# EXERCISE DESCRIPTION
What lines in the listing include "caliper"? Return a copy of each.

# SOURCE DATA
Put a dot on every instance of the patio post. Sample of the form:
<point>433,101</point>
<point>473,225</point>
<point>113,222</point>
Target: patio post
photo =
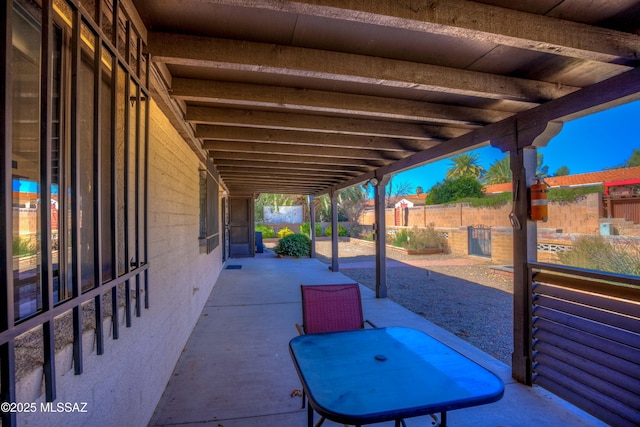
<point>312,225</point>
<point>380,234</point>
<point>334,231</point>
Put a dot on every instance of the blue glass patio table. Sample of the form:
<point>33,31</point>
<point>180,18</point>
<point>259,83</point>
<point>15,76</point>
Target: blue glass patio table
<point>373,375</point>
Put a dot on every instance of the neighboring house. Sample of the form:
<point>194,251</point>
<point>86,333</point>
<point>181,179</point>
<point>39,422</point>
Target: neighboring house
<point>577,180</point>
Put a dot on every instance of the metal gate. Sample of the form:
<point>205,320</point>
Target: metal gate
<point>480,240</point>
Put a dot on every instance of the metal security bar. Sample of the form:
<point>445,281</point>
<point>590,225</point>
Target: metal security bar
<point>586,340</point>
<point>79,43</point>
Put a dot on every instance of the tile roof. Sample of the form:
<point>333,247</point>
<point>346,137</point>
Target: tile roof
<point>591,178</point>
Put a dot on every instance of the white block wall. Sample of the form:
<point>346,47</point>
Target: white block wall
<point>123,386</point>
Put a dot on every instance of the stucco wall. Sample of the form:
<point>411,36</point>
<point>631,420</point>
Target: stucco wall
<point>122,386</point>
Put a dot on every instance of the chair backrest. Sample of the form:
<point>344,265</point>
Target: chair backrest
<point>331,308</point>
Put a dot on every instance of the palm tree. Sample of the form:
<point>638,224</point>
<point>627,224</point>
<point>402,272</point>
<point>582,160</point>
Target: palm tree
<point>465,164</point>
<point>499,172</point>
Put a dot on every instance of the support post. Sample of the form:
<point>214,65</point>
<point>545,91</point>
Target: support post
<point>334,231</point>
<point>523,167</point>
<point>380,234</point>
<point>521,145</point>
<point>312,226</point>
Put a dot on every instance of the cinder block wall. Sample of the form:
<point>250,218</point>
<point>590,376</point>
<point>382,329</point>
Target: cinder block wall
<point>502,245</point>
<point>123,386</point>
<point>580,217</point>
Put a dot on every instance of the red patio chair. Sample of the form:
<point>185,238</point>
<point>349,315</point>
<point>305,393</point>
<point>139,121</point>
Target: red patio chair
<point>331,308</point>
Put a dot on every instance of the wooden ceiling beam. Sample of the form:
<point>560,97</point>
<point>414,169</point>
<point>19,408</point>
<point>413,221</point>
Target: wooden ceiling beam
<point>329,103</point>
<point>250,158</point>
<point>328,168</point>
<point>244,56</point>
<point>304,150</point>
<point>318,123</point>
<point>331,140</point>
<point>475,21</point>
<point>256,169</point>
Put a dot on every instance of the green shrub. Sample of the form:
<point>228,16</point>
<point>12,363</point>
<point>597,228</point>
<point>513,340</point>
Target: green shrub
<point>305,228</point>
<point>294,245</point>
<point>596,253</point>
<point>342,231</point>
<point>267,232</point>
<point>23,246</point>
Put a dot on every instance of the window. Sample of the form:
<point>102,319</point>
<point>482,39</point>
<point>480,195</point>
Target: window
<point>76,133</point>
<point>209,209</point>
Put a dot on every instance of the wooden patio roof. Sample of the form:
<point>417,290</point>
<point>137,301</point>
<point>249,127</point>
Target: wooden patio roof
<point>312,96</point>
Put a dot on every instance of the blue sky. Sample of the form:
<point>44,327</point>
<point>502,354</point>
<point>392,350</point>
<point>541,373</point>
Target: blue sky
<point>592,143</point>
---
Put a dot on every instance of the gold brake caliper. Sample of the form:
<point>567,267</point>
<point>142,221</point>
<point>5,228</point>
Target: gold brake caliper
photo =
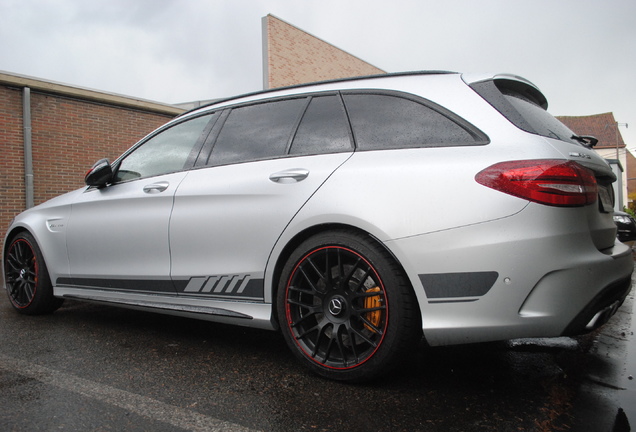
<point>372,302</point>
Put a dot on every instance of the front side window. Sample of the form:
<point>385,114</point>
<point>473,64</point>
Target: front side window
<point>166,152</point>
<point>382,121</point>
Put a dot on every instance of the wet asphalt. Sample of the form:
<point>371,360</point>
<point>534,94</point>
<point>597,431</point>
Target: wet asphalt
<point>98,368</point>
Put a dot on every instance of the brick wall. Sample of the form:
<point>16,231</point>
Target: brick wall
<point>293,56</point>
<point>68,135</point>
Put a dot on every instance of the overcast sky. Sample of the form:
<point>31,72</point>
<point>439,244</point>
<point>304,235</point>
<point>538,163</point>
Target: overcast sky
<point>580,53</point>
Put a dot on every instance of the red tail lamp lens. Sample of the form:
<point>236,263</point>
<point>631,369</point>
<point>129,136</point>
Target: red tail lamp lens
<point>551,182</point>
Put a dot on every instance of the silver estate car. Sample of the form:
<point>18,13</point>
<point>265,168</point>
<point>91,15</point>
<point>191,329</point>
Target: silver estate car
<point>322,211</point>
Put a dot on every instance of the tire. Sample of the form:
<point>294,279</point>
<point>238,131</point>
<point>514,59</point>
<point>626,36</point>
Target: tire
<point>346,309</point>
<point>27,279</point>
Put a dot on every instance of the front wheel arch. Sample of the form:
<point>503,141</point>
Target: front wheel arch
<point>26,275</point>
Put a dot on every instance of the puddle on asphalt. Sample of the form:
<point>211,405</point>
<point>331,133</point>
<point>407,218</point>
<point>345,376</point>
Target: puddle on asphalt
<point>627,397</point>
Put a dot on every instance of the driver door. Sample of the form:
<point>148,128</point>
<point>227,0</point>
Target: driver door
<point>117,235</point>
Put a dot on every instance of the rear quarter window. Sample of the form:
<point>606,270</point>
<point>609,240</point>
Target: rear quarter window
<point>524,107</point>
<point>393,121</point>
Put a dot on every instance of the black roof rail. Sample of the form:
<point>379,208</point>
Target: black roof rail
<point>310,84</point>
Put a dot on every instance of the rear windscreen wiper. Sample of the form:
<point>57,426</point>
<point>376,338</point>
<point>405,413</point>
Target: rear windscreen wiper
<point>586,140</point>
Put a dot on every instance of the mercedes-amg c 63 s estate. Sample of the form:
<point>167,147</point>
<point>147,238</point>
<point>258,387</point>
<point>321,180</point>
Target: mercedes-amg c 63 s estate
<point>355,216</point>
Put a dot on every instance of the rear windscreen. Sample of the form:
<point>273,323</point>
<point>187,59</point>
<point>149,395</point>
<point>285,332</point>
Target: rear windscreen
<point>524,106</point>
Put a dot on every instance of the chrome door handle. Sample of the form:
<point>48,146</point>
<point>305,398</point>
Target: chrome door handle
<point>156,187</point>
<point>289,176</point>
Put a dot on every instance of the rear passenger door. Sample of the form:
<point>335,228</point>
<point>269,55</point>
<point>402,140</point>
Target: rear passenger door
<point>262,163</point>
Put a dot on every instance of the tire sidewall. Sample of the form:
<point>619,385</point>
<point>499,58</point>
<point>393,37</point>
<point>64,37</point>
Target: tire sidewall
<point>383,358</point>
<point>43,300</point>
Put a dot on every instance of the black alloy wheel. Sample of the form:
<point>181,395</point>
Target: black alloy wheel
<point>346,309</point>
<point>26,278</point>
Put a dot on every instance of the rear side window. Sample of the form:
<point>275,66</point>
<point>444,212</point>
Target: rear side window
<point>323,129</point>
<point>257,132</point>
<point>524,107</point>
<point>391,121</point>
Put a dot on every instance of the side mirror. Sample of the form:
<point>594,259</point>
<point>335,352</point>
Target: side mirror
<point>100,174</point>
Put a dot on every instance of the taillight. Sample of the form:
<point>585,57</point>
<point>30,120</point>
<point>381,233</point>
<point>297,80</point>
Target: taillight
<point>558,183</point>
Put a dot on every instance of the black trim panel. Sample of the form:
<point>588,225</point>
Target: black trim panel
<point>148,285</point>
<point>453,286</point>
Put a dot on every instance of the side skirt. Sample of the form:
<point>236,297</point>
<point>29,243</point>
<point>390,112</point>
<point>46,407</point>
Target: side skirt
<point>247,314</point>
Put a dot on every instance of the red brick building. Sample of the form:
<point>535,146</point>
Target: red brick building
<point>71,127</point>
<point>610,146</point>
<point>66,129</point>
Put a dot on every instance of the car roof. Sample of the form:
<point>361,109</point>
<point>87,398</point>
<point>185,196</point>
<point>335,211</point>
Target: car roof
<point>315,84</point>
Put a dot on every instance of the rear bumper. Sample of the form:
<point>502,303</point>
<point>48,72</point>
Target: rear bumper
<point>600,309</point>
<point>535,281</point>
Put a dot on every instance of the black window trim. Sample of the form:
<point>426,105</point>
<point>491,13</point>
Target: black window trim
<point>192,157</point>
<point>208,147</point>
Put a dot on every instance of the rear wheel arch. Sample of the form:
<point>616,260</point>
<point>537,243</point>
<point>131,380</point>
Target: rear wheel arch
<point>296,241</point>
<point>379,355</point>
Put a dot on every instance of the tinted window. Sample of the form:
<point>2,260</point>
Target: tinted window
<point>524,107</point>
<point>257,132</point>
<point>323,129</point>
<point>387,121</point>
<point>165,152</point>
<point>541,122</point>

# ANSWER TO THE EXERCISE
Put a dot on every instance of the gold brake caliper. Sample of the form:
Target: gold brake caliper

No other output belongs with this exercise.